> SET EXERCISE
Repeat each entry exactly and drop the pictures.

• • • •

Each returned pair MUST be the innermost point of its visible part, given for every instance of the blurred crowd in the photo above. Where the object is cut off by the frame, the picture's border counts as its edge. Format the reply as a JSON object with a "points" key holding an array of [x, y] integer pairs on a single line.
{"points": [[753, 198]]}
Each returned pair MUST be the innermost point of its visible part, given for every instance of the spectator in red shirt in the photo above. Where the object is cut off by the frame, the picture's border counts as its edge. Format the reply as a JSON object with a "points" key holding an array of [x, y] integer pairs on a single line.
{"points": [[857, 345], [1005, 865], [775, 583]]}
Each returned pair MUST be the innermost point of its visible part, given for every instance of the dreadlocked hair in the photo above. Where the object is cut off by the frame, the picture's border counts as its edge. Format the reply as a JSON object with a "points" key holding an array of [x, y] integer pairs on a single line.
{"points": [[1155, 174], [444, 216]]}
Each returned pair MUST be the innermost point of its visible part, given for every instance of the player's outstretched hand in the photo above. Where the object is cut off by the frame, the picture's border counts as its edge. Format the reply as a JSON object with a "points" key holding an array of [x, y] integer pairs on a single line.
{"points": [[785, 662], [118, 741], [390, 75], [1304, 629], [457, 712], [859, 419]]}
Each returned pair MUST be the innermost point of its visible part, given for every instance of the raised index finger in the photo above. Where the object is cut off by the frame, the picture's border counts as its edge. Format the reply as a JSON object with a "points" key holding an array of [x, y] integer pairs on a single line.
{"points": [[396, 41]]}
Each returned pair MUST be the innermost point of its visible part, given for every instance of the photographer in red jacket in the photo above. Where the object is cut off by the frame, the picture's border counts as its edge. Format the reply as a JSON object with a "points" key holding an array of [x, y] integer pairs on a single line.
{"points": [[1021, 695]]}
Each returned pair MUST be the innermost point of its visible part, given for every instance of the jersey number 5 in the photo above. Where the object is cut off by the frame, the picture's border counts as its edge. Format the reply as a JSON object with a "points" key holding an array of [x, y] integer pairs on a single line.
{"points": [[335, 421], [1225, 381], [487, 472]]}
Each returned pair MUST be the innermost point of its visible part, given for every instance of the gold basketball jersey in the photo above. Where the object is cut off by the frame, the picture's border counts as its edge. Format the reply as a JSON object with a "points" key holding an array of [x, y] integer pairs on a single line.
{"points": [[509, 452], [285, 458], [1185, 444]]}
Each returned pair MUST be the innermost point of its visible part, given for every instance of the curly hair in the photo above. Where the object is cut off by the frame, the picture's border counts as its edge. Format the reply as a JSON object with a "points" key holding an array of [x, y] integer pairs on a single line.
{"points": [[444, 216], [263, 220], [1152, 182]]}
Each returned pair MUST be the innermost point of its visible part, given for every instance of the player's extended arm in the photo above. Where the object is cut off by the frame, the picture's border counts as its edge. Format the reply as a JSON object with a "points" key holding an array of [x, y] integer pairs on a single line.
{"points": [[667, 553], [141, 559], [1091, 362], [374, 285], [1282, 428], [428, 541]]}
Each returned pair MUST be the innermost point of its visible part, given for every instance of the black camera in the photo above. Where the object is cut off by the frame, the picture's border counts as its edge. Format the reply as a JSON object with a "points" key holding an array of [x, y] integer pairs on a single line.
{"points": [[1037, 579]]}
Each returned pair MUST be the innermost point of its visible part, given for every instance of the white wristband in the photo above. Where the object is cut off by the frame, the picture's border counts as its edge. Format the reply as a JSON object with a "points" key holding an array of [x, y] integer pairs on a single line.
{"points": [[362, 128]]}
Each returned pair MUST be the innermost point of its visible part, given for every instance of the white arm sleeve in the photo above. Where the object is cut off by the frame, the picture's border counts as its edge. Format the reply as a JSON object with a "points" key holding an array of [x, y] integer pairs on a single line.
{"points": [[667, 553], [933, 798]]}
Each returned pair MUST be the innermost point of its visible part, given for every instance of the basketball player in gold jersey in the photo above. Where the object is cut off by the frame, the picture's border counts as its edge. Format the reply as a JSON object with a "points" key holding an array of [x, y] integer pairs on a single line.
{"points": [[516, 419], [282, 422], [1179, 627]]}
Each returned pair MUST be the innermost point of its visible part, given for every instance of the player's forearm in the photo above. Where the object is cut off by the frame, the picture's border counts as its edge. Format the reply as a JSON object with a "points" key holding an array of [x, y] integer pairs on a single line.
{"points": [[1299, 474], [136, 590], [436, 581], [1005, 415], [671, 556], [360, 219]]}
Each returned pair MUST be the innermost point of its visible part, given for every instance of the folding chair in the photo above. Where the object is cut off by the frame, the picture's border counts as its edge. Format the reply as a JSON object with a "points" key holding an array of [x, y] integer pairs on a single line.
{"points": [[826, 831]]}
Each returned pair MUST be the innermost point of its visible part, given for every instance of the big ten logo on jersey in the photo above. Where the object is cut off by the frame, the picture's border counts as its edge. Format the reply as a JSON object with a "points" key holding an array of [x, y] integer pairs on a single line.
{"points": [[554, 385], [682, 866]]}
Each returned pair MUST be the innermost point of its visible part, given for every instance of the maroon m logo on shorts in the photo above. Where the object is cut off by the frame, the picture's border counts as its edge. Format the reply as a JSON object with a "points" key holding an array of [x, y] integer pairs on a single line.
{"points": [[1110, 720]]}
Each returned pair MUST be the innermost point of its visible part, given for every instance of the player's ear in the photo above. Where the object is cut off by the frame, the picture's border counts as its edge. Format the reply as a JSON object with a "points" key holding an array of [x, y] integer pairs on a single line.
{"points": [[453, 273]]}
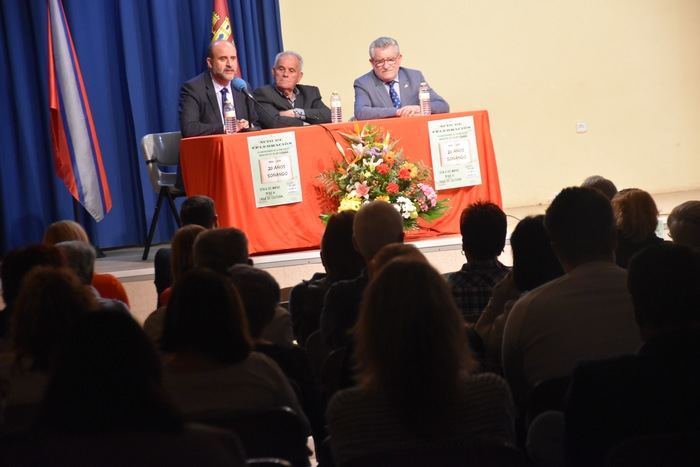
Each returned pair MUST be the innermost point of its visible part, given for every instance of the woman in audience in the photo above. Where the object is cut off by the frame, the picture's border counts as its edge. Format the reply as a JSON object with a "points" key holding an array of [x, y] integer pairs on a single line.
{"points": [[534, 263], [209, 364], [415, 388], [49, 303], [636, 217], [341, 262], [107, 285]]}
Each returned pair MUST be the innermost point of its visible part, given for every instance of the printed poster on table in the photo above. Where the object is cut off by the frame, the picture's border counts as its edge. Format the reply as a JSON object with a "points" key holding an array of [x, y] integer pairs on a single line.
{"points": [[275, 168], [454, 152]]}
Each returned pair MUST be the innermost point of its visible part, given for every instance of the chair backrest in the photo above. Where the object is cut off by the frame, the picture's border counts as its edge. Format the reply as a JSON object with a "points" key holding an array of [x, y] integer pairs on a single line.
{"points": [[275, 432], [161, 150]]}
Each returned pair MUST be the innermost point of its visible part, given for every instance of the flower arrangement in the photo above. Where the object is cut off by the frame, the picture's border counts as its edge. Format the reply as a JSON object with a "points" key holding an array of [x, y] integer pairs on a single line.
{"points": [[373, 169]]}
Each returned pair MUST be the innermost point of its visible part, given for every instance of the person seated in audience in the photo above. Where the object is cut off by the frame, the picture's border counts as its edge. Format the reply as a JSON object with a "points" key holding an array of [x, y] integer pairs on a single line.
{"points": [[105, 405], [106, 284], [209, 362], [586, 313], [636, 217], [289, 103], [49, 302], [684, 224], [17, 264], [80, 257], [483, 228], [415, 387], [656, 390], [341, 262], [606, 187], [195, 210], [534, 263], [376, 224], [260, 294]]}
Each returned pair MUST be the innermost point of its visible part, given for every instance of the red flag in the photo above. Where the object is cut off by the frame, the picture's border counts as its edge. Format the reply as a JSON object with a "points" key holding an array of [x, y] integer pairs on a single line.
{"points": [[77, 153]]}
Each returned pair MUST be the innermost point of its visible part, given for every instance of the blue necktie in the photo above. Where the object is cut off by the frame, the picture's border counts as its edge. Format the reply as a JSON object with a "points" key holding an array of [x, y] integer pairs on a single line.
{"points": [[394, 95]]}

• • • •

> THE SOLUTION
Each returned pair MUST be the innermost point of its visible part, given for every instance of the blurred crowd in the photo above. Where the object is cut off by the frame, the picture's border counts as its edge. Format the reply as a JSON object with a "points" key holding an array of [x, y] integer pairs on a single line.
{"points": [[753, 198]]}
Each returned pair MUST be the innermost point of its visible part, given for every instance of the spectator in red shirt in the photo above. Where the object is cut off by the frame, the picture's border counts as its edge. Format the reply as a JSON object with a "points" key holding an array of [x, y] integer pairs on a single line.
{"points": [[857, 345], [1005, 865], [775, 583]]}
Each returned pair MUST be the innermost point of its visible part, given for every instance of the dreadlocked hair in the photo above. Where the object is cut off by the frame, the picture's border counts as its edge. Format the reply as a JSON object with a "points" key holding an array of [x, y] integer pairs on a single line.
{"points": [[1155, 174], [444, 216]]}
Each returned pair MUST be the innermost point of its visible part, given for every instance of the player's outstretched hand in the photo above. Where the object is cut off by the frame, the picture's border counts as its edge. Format the reply as a JSON object with a "points" key holding an array of [x, y] integer pairs on a single line.
{"points": [[785, 662], [118, 741], [390, 75], [1304, 629], [457, 712], [859, 419]]}
Each returned pair MUST be the innermost point of its visible part, given for every instance of the raised index finger in the photo above. Where the object is cut off by the frame, the picture's border counts as its edge. Format the reply as a JSON object with a "points" key holding an array of [x, y] integer pairs on a single line.
{"points": [[396, 41]]}
Each returned pair MUST be the innermost point of its visible part, given for every instance of the photographer in red jacket in the photo above. Where the object is cut off by the frame, the picture's border counts as its edge. Format the reply as a JSON object with a "points" key holding an array of [x, y] integer pairs on a single line.
{"points": [[1021, 695]]}
Each returned pair MUST be the innermost point of its visible part, given for every instance of the jersey number 5 in the photo above. Where the object is cut off by the frame, the picture's border counts as its edge. Format the reply as a JSON object with a "points" key holding an array of [x, y] integer pairs on a single line.
{"points": [[335, 421], [1225, 381], [487, 472]]}
Each returned pair MUST be the innermost point of its visible part, given for every instance of the gold basketball jersey in the photo above. Where the object is cut off by the frame, the picture's border counts as its edge. Format the reply as a JSON object with a "points" key holding an array of [x, y] integer pairs on a single line.
{"points": [[509, 452], [285, 458], [1185, 444]]}
Each returned pair MUST be the innermost point of its visible part, given for every instance of the curly hair in the photo above. Where the object is cut off by the frame, the picture's border counts as its edge. Format the reply as a JSON object with a "points" key holding an array of [x, y] integer pairs on a single line.
{"points": [[444, 216], [263, 220], [1152, 182]]}
Each returned pair MUST be the innermost point of its visible part, given for every instance of the player's extended arm in the photo above. Where the object is cut off by the frame, the picture's border counts as its edge. Format the reply as a JSON object with a "points" key holding an array of [x, y] integer pairs on a single line.
{"points": [[667, 553], [141, 559], [1091, 362], [374, 285], [1282, 428], [428, 541]]}
Each returned pair MUST be the innermost point of its visible part, given for every instance of the black camera in the photo above. Where the object is cut off by the frame, the picture's border counts as its edge. Format the reply as a JSON object with a "points" key holding an array of [x, y] integer pairs on a single line.
{"points": [[1037, 579]]}
Each returned pair MUST be the innermost point of its visible part, given for every instance of the white wristband in the photo above. Where the object is cut off by the frame, the picture's border counts as its edge. Format the reply as a JSON object with a "points" key holding an array of [x, y] integer pairs on a single line.
{"points": [[362, 128]]}
Each returned pair MUST be the innermost point of its visible part, given for every instance of the white arm sleeve in the photo above. Where the object is cut off by the frame, the picture's border counts as its edge. Format the reply as a JSON object with a "points" key holding an array of [x, y] integer pairs on a single line.
{"points": [[667, 553], [933, 798]]}
Each returned pair MUST be the innermost point of its visible part, given for every instance of the basketball player in gold jersey in the photo above. Where the object is cut off by the frame, the picture's border counts as its edge. Format the reply as a JSON object with a "points" key holding an array of [x, y] integer pairs on a single line.
{"points": [[516, 419], [282, 422], [1179, 627]]}
Each returned pair MUST be the innermost point of its visible part, given for every instance of the player's forearm in the photo above. Where the object is cut off by the frame, the picture's border counts as its edge. Format the reply as a JSON object with a "points" key holding an array of [x, y] integer pairs on a single line.
{"points": [[1299, 474], [136, 590], [436, 581], [1005, 415], [671, 556], [360, 219]]}
Each returned pair MUST be the innermost point of its visible part, given for every instance of the folding chair in the photo above. Where the object is cut off by the frame, the picture's border counts as its edge. Format the reply as a JSON object with a "points" key holding an array of [x, y] integer pairs on a single line.
{"points": [[826, 831]]}
Each returned pair MUST be the innermost point of its visible part, given for every instance of the big ten logo on jersey in the photo above. Where the object is cut off by the frame, the picture's border counts as its edge. Format the reply as a JSON object with a "points" key holding an array of [x, y] integer pairs on a single line.
{"points": [[554, 385], [682, 866]]}
Each returned pair MUST be the innermost point of its visible part, given for every instance of the maroon m logo on shorts in the photo above. Where the object is cut off by the frame, the picture's border counts as its edge. Format the reply as a JSON object with a "points" key holding an array of [x, y] integer pairs on a single line.
{"points": [[1110, 720]]}
Each returned pair MUST be the innermost point of its visible part, given for every instance of the player's ear in the photo above. Where the object is cut off by the frame, the picture's border counts as its edge. Format the reply as a JSON object with a "points" key holding an array of [x, y] integer pairs on a single line.
{"points": [[453, 273]]}
Each returned pair MUST be the innermost point of its visible part, given for every instance of the woman in audience in the photo above. Where the object is cut off by the frame, the picture's border counts as its edge. Format the reply as a JSON object with a "points" key holding an array of [x, y] integer pairs on a single line.
{"points": [[534, 263], [209, 364], [415, 388], [49, 303], [636, 217], [341, 262], [107, 285]]}
Each returned pair MUST be the innermost point of its visible part, given for every instance of the printed poster on table in the photo above. Where the object is cut off by the frame, the picture's border counts as its edge. Format the reply as a JSON object with a "points" key holding an array of [x, y] integer pairs on a single line.
{"points": [[275, 168], [454, 152]]}
Each returned pair MUST be the innermost point of its visible part, given for every instance of the chair backrest in the photo above. Where the object is cut off by the frame, the picture's border counts as its edge. Format the reply as a JSON object with a "points" key holding an array of [x, y] integer pairs on a single line.
{"points": [[275, 432], [161, 150]]}
Each returned pair MUST be the innermost point of its visible part, given for every instance of the flower arrangement in the photo above. Where the object is cut off by the frame, the picture's border counts as its edge. Format the reply as a JSON object with a "points" key holding an array of [x, y] integer pairs on a single line.
{"points": [[373, 169]]}
Each returned pair MUST be the innermost point of its visible part, given for every instance of the person seated in audience in the photo above. Where the object is cut off by the frame, the picture's border counts as its edge. Format the reply as a JSON object with a "points" key holding an array of [x, y] integer pairs on a single line.
{"points": [[105, 405], [106, 284], [209, 362], [586, 313], [636, 217], [289, 103], [49, 302], [684, 224], [17, 264], [80, 257], [483, 228], [415, 387], [656, 390], [341, 262], [606, 187], [195, 210], [534, 263], [376, 224], [260, 294]]}
Each returned pair MUST be the innermost point of its visible part, given for every instance of the red flag in the photo above. Where the object is cut off by the frame, the picture's border counts as its edge. Format the reply as a JSON object with a "points" key holding an array of [x, y] integer pairs on a single line.
{"points": [[77, 153]]}
Each returned pair MUST be the innermost point of its visible part, given for every instance of the blue necktie in the photo above. Where the object is cut off by the frame, the picture's border counts as its edge. Format the reply as a JSON object with a "points" key holding an array of [x, y] integer pairs on a single line.
{"points": [[394, 95]]}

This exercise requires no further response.